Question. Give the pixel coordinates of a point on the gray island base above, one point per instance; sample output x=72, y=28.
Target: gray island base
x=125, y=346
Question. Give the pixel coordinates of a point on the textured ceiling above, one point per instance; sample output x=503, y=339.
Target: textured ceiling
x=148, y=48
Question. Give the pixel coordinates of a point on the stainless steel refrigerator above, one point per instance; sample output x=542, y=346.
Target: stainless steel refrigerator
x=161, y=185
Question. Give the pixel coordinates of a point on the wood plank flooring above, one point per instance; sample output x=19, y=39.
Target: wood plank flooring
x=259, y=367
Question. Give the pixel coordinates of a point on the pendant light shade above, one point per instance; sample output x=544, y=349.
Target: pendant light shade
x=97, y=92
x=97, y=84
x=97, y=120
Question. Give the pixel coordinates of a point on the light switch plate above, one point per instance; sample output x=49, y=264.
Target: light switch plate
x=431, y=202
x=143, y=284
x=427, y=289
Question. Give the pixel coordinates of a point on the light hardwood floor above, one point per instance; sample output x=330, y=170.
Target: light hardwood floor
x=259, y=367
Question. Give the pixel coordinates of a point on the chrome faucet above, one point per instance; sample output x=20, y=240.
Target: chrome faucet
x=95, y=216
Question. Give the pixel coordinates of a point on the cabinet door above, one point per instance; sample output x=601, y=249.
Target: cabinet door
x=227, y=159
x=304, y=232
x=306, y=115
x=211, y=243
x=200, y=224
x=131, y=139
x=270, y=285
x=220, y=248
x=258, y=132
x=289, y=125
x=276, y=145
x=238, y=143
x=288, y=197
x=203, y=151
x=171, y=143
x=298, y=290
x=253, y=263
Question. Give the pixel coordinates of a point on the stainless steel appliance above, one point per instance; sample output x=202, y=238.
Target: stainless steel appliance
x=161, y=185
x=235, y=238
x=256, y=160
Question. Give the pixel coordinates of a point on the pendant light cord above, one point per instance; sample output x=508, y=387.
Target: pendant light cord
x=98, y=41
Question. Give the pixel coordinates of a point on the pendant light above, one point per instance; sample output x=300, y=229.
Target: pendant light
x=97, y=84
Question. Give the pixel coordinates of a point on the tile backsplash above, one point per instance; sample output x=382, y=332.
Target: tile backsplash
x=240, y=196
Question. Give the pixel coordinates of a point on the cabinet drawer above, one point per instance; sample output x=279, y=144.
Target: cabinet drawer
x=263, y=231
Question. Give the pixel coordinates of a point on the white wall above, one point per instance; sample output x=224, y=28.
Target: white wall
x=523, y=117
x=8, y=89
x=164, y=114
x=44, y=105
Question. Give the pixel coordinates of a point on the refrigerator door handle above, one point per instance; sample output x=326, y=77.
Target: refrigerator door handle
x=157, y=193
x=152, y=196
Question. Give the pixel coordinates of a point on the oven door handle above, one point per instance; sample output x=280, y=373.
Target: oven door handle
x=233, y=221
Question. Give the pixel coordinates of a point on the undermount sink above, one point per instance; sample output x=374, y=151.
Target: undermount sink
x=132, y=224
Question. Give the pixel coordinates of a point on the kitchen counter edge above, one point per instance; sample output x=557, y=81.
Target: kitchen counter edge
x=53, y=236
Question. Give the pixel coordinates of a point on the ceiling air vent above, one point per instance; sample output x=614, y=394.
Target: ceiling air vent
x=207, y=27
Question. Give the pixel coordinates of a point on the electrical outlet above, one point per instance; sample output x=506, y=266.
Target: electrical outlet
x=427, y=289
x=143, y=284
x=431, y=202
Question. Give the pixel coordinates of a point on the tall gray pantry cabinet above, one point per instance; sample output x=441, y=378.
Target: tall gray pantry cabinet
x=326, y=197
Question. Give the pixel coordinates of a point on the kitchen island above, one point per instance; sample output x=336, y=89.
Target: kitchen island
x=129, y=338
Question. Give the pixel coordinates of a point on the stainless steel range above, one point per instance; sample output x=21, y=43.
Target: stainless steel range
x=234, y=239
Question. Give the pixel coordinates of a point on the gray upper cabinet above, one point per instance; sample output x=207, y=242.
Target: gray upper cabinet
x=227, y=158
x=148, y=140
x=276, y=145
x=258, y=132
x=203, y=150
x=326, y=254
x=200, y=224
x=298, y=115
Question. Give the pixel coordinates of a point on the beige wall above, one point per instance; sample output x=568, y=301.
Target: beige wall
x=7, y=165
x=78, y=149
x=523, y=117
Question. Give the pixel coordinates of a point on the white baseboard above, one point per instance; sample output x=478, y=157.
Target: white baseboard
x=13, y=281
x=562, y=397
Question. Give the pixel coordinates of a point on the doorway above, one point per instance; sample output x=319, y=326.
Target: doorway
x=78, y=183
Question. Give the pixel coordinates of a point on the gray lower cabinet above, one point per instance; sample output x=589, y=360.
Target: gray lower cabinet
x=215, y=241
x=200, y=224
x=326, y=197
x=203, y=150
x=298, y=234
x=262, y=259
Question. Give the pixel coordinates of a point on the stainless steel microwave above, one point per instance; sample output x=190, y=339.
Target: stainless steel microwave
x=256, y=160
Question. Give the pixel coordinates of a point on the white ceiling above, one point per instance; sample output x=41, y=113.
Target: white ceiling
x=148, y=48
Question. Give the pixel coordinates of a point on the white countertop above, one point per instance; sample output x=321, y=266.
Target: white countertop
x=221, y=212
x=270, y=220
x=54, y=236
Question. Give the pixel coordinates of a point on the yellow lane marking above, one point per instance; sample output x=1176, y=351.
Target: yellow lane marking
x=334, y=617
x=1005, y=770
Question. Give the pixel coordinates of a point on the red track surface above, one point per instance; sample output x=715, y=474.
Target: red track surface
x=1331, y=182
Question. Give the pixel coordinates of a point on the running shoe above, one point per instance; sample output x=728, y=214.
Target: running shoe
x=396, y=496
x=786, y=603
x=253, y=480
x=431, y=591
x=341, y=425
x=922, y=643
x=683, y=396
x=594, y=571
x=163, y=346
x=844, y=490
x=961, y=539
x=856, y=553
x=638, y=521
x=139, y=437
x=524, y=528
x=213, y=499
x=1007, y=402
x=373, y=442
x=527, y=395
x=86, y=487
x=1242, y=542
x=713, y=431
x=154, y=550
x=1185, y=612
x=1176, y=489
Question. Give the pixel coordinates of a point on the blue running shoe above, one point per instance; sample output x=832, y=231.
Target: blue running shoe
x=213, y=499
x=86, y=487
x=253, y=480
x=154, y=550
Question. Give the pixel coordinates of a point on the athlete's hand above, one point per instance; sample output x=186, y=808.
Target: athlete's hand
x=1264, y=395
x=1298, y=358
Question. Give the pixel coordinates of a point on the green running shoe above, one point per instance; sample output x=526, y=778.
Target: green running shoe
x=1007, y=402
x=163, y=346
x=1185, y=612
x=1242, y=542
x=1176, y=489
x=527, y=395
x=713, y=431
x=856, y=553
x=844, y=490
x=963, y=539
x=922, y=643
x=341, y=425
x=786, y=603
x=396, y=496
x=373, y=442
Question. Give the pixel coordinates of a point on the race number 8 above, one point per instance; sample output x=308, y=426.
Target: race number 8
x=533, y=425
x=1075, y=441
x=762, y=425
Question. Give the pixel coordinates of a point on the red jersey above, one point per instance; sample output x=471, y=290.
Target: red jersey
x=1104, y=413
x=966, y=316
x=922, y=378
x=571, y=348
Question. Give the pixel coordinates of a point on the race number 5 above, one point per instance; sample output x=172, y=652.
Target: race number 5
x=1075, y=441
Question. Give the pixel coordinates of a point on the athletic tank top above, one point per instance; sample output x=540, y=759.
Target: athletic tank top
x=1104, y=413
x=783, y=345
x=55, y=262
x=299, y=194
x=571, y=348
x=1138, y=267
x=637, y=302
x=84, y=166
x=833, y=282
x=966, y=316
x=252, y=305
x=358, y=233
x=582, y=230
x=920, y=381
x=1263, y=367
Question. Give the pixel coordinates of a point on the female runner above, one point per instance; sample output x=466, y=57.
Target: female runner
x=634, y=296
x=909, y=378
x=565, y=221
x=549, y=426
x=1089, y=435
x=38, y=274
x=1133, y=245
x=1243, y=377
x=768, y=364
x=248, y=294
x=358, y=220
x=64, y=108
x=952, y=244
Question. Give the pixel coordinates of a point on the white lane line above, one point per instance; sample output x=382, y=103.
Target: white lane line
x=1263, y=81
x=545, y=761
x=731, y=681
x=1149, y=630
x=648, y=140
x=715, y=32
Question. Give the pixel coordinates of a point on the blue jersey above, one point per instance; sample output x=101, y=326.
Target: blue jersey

- [EXERCISE TASK] Reproduce, word for word, the part of the records above that opens with the line containing "Question. Give the pixel coordinates of a point on the athlete's" and closes with the line containing "x=952, y=244", including both of those lines.

- [TASK SOLUTION]
Question. Give the pixel coordinates of a point on the athlete's hand above, one point per instance; sample output x=186, y=808.
Target: athlete's hand
x=1264, y=395
x=1298, y=358
Question. Give the pixel coordinates of a point on the green running shoe above, one point per instance; sample output x=526, y=778.
Target: green running shoe
x=1007, y=402
x=163, y=346
x=1185, y=612
x=1242, y=542
x=1176, y=489
x=527, y=395
x=713, y=431
x=856, y=553
x=844, y=490
x=963, y=539
x=922, y=643
x=341, y=425
x=786, y=603
x=396, y=496
x=373, y=442
Question. Give the pixel coordinates of a point on the race number 8 above, one point per instance; sample output x=308, y=426.
Target: race number 8
x=533, y=425
x=1075, y=441
x=762, y=425
Question. Give the pixel coordinates of a point on the red jersey above, one point per instance; sample output x=471, y=290.
Target: red jersey
x=1104, y=413
x=966, y=316
x=922, y=378
x=571, y=348
Question. Give the pixel coordinates of a point on the race number 5 above, one point per instance; sample output x=172, y=652.
Target: race number 5
x=1075, y=441
Question. Give the pixel coordinates of a point on the athletic tank top above, one point per instance; sample output x=540, y=759.
Target: athletic tank top
x=1104, y=413
x=783, y=345
x=55, y=262
x=299, y=194
x=571, y=348
x=1138, y=267
x=637, y=302
x=84, y=166
x=833, y=282
x=966, y=316
x=252, y=305
x=358, y=233
x=582, y=230
x=920, y=381
x=1263, y=367
Question. Give the pixel coordinates of a point on the female runner above, one point per instance; sample output x=466, y=57.
Target: female runner
x=634, y=296
x=909, y=378
x=565, y=221
x=549, y=426
x=1089, y=435
x=38, y=274
x=1133, y=245
x=1243, y=377
x=768, y=364
x=248, y=294
x=358, y=220
x=64, y=108
x=952, y=244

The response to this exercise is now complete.